* **Supplied passage**
----

Unlike herbaceous plants, deciduous trees stand tall all winter, minus some important accessories-leaves. What trigger causes leaves to fall in the autumn? To understand why leaves fall off, it helps to first understand what the job of a leaf actually is.
* Leaves Are Plant Food Factories *
Plants and other photosynthesizing organisms have a very special talent. They can turn sunlight into food. It is a pretty neat trick that only photoautotrophs can do (photo=sun; auto=self; troph=feeder).
In order for plants to make food energy, they need water, carbon dioxide (CO2) and sunlight. From this special combination, a plant is able to make its own food, in the form of glucose, a type of sugar. Plants then use the glucose as food energy to live and grow. In order to harvest sunlight energy, plants have a green pigment called chlorophyll. This pigment is what makes a plant’s leaves appear green.
* Shutting Down Operations for the Winter *
As winter approaches, the days get shorter and cooler. This change in day length and temperature triggers some trees to go dormant, essentially hibernating for the winter. A tree’s woody roots, branches and twigs can endure freezing temperatures, but most leaves are not so tough.

----

* **Collected data**
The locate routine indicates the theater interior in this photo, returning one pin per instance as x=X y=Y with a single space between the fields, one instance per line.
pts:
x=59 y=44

----

* **Directions**
Please answer from the passage on why leaves fall: what change triggers some trees to go dormant for the winter?

* **Exercise response**
The change in day length and temperature as winter approaches.